Items from a dataset
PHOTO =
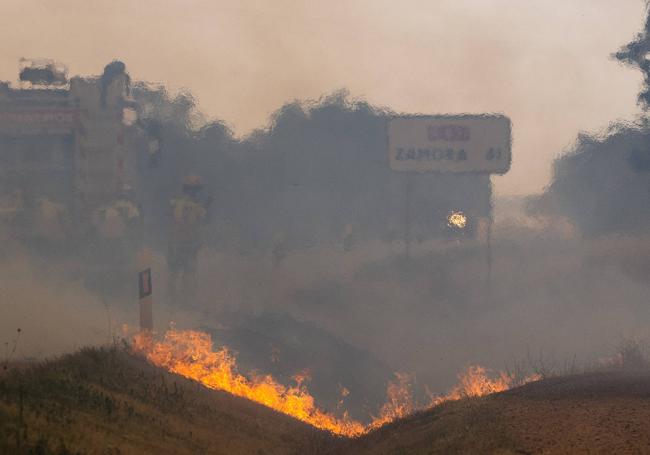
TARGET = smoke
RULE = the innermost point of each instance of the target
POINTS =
(304, 263)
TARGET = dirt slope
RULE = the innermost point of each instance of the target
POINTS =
(593, 413)
(110, 402)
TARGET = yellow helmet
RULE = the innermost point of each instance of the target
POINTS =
(192, 181)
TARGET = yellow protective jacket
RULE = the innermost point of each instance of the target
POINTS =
(116, 219)
(187, 215)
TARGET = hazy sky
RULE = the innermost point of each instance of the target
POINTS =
(544, 63)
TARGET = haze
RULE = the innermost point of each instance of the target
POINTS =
(545, 64)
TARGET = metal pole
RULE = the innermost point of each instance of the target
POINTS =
(407, 215)
(488, 252)
(145, 293)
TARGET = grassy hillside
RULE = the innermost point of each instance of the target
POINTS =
(590, 413)
(107, 401)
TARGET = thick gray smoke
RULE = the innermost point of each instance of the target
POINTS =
(304, 264)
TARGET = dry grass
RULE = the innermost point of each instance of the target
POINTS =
(107, 401)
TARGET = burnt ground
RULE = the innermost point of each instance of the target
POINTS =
(590, 413)
(107, 401)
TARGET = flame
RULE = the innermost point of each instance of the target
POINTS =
(457, 219)
(189, 353)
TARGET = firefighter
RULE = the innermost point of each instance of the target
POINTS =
(189, 214)
(51, 222)
(117, 235)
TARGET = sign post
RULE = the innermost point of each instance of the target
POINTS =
(476, 144)
(145, 294)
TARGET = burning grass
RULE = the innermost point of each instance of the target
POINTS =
(189, 353)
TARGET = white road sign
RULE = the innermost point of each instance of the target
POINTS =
(450, 143)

### Directions
Leave the pictures out and reproduce all of the records exactly.

### Correct result
PHOTO =
TARGET = smoke
RULE = the innermost point of each instance of the target
POINTS =
(304, 263)
TARGET = dirt slope
RULE = the innermost point of each instance of the target
POINTS =
(593, 413)
(110, 402)
TARGET = yellow helmet
RULE = the innermost point of each instance of the target
POINTS =
(192, 181)
TARGET = yellow protective jacket
RULE = the innermost point of each instance of the target
POINTS =
(116, 219)
(187, 215)
TARGET = hazy sky
RULE = the innermost point of each instance of the target
POINTS =
(544, 63)
TARGET = haze
RULE = the innermost point of each instance of the target
POINTS =
(545, 64)
TARGET = metal pole
RULE = the innermost point of each instance of the target
POINTS =
(407, 215)
(488, 252)
(145, 293)
TARGET = grassy hillside
RULE = the innermost point of each instance of the target
POINTS =
(590, 413)
(107, 401)
TARGET = thick gray smoke
RULE = the innermost point of each instance of the target
POINTS =
(304, 264)
TARGET = dry grass
RULE = the innermost point of each instance of the target
POINTS =
(107, 401)
TARGET = burnt ground
RULE = the innermost point of each instance of the target
POINTS =
(590, 413)
(107, 401)
TARGET = flame
RULE = the innermost point of each instance of the target
POINTS =
(457, 219)
(189, 353)
TARGET = firefighter
RULE = the innermost point of each instance of the target
POINTS =
(189, 214)
(51, 222)
(117, 235)
TARGET = sign post
RULE = the innermost point of each instance of the target
POINTS =
(476, 144)
(145, 294)
TARGET = burning grass
RULE = the innermost point of each instance of the target
POINTS =
(189, 353)
TARGET = white road sign
RULE = the innermost point of each instance of the target
POINTS =
(450, 143)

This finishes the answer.